- Request -
Put the items below into a two-column CSV with the headers text and answer, one row per item, each value in its own quoted field with line breaks changed to spaces. Use only the part that opens with the line containing "floor in this broadcast still." and closes with the line containing "xmin=0 ymin=103 xmax=236 ymax=295", both ends included.

- Material shown -
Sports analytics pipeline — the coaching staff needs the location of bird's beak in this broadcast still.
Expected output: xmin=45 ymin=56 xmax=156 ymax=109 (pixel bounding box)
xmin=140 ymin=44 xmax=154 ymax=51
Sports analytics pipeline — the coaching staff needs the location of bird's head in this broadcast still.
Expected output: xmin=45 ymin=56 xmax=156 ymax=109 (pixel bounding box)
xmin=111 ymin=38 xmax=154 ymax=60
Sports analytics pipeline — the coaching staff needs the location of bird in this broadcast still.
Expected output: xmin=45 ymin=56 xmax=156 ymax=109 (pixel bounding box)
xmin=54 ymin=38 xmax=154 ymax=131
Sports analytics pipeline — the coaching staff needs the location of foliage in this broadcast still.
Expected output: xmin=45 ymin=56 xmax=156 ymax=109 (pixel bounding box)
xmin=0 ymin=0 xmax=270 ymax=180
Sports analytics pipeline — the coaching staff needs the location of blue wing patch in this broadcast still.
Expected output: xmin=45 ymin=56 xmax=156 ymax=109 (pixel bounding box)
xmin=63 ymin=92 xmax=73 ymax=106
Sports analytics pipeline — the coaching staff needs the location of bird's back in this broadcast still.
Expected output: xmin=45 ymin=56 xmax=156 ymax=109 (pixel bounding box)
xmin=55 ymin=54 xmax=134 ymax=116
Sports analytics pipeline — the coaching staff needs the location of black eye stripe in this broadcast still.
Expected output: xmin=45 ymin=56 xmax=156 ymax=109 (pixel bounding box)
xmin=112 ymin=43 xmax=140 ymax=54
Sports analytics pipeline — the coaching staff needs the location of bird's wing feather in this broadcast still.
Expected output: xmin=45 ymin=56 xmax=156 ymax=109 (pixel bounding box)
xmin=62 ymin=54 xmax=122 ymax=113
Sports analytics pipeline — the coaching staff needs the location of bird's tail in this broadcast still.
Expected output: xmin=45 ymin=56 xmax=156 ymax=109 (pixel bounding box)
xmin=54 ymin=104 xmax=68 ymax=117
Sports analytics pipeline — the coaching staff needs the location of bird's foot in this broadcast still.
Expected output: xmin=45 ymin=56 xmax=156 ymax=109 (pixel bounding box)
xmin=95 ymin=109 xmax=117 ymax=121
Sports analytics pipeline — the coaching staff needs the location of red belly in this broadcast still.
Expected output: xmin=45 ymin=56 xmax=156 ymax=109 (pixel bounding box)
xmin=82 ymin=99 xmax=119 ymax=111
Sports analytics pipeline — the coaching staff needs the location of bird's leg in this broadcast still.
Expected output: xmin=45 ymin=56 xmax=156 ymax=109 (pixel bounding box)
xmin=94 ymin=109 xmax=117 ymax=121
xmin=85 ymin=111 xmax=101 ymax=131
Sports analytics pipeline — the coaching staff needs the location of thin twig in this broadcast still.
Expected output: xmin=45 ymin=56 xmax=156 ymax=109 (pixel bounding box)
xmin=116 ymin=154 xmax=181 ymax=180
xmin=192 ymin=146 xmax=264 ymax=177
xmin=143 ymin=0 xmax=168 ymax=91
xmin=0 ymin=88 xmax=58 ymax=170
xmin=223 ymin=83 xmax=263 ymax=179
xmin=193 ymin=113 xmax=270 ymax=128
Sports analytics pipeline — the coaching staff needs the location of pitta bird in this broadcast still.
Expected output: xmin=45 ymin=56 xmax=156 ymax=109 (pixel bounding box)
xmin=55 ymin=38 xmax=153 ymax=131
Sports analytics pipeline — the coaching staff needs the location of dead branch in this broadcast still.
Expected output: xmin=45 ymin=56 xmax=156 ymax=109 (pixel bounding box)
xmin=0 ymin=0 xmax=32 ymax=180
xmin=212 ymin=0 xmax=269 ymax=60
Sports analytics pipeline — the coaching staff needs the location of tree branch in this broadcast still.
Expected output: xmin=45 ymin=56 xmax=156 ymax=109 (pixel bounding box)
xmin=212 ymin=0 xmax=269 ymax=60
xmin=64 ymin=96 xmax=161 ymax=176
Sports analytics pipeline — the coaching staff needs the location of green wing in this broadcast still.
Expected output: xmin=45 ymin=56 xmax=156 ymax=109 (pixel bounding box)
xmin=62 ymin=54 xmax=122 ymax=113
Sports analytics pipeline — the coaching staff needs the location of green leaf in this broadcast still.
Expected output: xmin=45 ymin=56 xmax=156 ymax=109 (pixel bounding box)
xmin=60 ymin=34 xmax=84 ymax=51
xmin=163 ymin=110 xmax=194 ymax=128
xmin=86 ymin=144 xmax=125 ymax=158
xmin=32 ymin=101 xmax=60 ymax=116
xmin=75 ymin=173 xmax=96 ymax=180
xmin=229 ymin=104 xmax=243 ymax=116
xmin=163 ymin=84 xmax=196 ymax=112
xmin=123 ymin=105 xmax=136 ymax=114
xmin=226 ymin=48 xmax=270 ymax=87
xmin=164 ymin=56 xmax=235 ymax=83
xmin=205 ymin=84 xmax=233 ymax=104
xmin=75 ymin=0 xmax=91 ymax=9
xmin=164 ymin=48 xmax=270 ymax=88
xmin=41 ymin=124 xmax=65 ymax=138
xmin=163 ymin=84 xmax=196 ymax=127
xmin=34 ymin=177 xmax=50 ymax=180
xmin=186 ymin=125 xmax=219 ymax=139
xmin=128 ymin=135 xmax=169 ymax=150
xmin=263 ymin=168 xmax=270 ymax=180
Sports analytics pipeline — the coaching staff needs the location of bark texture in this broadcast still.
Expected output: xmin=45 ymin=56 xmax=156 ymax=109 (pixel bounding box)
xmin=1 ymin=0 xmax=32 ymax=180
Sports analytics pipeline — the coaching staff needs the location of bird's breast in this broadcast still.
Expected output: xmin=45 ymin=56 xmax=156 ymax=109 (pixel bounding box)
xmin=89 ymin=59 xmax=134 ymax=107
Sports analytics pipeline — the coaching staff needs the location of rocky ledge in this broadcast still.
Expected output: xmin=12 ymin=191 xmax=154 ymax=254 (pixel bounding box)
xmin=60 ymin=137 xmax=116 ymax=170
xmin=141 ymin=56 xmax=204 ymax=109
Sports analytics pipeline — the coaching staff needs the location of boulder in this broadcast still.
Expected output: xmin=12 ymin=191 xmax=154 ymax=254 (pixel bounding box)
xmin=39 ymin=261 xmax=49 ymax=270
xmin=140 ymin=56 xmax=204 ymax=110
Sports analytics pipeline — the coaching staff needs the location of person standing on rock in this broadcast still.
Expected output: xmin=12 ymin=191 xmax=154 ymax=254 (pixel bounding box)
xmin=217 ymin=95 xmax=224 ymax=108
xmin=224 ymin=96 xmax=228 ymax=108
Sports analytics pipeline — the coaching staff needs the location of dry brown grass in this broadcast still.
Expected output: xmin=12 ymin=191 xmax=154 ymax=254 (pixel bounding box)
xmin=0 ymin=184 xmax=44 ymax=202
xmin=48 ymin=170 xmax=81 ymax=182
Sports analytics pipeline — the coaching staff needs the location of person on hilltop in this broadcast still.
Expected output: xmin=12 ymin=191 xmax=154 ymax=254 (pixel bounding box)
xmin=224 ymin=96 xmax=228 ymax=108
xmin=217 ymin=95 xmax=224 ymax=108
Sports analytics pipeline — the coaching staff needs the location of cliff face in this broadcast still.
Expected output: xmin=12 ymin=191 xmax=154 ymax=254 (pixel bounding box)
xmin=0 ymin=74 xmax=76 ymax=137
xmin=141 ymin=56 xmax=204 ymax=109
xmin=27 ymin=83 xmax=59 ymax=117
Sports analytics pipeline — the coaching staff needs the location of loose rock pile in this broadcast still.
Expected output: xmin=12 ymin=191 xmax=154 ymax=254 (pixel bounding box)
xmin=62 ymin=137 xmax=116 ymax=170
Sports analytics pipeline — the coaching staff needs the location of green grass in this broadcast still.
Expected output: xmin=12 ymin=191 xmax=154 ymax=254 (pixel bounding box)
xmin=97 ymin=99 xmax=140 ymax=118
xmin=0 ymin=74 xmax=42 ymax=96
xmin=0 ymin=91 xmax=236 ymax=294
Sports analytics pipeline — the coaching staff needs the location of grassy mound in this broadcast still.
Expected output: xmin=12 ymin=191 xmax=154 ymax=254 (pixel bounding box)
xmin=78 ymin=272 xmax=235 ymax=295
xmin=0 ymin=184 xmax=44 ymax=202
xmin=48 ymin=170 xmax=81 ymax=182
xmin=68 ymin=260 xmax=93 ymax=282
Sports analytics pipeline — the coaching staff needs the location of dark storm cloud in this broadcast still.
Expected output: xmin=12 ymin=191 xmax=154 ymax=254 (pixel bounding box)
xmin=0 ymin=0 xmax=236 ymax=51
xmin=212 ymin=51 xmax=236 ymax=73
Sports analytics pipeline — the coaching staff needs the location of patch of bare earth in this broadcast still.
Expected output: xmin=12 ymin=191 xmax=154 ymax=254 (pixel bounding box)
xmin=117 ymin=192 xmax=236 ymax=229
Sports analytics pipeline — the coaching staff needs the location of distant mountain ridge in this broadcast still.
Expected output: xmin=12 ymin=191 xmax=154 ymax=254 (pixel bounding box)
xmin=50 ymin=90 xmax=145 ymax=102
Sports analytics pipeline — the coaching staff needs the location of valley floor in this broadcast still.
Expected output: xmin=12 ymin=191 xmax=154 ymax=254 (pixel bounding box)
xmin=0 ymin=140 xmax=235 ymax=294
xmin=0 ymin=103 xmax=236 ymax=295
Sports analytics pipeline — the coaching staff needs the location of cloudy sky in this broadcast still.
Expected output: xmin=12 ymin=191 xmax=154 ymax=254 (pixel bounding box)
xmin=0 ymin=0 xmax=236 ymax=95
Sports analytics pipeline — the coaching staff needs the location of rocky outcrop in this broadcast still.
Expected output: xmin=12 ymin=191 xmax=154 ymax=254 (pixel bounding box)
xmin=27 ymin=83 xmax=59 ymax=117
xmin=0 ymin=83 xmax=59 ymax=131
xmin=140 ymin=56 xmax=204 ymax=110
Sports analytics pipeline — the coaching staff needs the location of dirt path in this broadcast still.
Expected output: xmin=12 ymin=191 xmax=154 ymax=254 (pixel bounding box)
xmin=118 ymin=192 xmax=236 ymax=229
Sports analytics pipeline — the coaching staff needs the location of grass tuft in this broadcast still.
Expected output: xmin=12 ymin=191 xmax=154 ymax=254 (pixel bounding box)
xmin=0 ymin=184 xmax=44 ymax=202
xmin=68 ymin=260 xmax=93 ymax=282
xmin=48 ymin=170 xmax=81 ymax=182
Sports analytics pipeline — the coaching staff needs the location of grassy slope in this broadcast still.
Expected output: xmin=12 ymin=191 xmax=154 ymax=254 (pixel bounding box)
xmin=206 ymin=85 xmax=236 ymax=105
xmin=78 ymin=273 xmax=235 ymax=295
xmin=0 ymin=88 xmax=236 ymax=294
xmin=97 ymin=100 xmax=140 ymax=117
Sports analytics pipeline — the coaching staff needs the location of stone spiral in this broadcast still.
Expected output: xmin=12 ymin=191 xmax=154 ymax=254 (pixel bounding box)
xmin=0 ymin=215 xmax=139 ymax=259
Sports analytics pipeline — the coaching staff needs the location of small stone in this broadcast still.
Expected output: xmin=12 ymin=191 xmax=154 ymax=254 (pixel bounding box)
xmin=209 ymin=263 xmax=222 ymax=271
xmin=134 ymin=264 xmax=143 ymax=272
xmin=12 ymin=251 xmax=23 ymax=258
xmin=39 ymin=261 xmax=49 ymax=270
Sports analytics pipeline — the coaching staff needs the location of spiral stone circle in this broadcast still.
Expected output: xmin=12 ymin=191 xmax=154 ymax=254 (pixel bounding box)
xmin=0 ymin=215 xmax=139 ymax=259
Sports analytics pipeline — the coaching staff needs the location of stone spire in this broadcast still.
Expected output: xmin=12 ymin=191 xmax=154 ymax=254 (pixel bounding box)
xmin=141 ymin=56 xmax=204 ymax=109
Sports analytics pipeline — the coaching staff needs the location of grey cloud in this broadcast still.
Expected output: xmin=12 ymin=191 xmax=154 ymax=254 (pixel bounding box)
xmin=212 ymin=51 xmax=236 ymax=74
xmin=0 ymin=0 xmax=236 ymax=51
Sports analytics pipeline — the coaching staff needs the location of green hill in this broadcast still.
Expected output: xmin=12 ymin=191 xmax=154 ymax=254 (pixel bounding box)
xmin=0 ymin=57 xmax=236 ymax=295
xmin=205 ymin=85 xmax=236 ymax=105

- The result -
text,answer
"Sports analytics pipeline — the coaching staff needs the location of valley floor in this broadcast still. Expected output: xmin=12 ymin=191 xmax=154 ymax=254 (pixel bounding box)","xmin=0 ymin=140 xmax=235 ymax=294 xmin=0 ymin=103 xmax=236 ymax=295"